▸ **Task item**:
Give back the lines of the records exactly, starting at the first and ending at the one with "Tag the tree line".

▸ **Entries shown**:
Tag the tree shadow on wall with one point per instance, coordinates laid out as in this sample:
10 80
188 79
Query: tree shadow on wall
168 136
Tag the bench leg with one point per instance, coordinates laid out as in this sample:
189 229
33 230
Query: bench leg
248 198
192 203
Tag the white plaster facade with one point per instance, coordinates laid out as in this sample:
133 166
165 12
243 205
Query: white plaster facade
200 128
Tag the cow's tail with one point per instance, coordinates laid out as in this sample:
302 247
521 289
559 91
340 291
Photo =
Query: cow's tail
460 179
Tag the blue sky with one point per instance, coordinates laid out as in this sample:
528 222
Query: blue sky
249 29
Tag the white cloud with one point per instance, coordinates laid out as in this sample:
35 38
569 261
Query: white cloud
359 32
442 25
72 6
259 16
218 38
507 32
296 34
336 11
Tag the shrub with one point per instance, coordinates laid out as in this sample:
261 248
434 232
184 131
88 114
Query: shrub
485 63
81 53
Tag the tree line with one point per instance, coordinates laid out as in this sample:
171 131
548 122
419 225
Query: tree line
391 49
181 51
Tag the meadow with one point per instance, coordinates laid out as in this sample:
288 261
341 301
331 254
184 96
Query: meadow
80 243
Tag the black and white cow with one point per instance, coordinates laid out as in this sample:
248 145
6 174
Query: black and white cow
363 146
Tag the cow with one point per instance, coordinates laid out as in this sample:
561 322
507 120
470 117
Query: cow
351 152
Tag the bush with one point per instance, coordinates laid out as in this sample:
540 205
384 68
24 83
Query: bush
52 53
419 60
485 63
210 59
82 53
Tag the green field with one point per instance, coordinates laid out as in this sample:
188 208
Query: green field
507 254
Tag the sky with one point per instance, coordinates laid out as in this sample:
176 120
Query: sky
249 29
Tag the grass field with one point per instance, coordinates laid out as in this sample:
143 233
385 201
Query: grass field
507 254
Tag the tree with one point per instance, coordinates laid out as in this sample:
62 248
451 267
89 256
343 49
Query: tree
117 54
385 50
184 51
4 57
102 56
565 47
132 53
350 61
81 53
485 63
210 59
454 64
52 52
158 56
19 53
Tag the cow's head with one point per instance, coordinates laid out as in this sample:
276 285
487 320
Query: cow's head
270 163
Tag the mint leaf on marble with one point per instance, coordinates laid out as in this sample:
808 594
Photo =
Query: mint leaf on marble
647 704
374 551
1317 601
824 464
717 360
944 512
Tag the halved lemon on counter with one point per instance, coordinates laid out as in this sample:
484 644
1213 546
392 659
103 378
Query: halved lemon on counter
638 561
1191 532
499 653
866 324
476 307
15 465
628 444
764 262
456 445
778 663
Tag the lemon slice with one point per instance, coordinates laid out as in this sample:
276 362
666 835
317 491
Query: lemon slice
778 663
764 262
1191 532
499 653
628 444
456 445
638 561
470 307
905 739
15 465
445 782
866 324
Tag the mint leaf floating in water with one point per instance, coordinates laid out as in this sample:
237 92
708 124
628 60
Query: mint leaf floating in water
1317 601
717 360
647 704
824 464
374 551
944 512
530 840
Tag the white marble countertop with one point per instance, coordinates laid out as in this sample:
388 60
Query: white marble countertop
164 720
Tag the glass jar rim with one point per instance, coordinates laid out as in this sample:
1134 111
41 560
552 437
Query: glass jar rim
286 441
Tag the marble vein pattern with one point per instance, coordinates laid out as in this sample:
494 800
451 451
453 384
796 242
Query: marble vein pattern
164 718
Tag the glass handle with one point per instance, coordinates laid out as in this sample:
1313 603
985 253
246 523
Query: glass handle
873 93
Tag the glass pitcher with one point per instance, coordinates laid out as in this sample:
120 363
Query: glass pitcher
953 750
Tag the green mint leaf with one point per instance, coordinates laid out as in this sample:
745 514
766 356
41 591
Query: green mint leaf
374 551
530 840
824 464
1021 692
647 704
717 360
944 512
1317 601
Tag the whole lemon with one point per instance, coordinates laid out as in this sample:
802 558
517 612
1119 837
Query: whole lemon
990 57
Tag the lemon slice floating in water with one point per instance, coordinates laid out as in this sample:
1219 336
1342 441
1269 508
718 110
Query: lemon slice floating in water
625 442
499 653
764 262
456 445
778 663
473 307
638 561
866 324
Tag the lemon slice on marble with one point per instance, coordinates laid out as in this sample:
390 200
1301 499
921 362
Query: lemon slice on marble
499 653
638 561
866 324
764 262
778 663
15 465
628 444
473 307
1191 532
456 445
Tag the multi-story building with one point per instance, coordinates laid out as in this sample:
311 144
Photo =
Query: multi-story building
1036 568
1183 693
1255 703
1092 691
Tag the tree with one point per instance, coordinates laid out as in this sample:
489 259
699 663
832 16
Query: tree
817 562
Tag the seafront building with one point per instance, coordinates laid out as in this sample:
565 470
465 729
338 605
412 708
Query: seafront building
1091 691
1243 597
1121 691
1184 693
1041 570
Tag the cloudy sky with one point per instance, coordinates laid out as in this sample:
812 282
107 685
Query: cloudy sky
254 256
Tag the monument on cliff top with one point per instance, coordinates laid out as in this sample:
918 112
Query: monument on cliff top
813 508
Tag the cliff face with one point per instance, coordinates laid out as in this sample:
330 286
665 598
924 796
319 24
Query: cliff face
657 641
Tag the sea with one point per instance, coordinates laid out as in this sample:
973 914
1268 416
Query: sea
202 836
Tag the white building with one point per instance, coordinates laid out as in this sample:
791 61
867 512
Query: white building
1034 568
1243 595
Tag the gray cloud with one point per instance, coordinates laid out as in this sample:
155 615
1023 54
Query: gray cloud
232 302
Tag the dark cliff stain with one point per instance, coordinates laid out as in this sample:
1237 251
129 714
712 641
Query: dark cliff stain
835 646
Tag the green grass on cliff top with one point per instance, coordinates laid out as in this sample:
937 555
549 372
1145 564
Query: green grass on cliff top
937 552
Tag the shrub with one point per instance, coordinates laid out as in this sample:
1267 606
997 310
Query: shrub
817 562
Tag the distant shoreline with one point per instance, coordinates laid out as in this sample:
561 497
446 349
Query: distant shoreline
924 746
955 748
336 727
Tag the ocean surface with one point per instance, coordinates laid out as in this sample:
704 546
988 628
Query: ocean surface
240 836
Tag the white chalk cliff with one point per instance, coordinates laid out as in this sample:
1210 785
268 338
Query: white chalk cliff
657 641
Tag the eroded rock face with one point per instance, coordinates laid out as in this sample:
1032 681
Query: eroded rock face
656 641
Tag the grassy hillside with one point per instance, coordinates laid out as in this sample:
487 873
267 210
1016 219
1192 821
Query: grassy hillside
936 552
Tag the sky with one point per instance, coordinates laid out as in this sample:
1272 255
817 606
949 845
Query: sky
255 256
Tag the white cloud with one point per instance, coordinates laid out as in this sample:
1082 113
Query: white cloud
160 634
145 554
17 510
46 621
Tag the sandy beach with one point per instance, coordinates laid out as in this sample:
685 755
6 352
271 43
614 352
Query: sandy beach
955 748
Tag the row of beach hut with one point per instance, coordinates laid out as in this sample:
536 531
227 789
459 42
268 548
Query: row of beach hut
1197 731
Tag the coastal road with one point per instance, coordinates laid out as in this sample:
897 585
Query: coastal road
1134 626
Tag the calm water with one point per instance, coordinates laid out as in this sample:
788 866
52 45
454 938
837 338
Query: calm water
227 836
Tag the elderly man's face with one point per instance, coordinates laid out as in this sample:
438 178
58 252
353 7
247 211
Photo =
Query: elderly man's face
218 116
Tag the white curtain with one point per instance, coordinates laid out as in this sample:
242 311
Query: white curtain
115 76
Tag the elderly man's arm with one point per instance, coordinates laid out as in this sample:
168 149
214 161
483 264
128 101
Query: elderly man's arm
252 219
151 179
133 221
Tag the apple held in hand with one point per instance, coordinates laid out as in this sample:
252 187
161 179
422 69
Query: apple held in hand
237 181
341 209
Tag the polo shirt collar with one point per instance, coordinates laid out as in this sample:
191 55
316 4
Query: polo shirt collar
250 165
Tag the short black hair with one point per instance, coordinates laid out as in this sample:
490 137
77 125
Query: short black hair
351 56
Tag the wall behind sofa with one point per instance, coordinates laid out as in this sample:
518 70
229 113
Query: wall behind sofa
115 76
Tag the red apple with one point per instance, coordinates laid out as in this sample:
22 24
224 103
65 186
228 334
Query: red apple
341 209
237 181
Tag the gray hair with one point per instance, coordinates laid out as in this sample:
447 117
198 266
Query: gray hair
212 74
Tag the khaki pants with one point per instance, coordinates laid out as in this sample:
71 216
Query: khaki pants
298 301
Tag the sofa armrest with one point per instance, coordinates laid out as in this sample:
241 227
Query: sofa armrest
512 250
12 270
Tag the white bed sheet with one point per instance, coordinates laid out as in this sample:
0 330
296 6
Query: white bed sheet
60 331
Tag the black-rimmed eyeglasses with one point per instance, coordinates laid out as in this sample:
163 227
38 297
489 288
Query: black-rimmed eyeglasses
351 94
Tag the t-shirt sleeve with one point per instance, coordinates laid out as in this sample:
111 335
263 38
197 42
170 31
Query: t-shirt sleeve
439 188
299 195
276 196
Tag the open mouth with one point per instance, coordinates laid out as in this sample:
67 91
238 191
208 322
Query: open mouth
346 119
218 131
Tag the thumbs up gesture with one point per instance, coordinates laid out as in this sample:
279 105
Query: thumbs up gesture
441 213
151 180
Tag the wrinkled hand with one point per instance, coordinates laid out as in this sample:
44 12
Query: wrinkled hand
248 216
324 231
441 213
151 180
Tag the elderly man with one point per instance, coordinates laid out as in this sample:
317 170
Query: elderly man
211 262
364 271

▸ **Task response**:
Tag the tree shadow on wall with one point per instance, coordinates laid out as in this sample:
10 80
188 79
Query: tree shadow on wall
168 136
Tag the bench leg with one point per instance, coordinates laid out as in this sample:
189 229
33 230
Query: bench leg
248 198
192 203
Tag the white plaster facade with one point per instance, coordinates laid out as in this sample:
133 166
165 12
243 205
Query: white plaster facade
200 128
Tag the cow's tail with one point per instance, coordinates laid out as in this sample:
302 247
521 289
559 91
340 291
Photo =
Query: cow's tail
460 179
Tag the blue sky with one point per instance, coordinates laid out as in this sample:
528 222
Query: blue sky
249 29
Tag the white cloud with one point per instance, coordinates laid out as in this sample:
35 38
569 261
Query: white cloud
359 32
442 25
72 6
259 16
218 38
507 32
296 34
336 11
Tag the shrub with one point per instance, coordinates laid out as in this sample:
261 248
434 232
184 131
88 114
Query: shrub
485 63
81 53
Tag the tree line with one point per instance, coordinates laid out as in this sample:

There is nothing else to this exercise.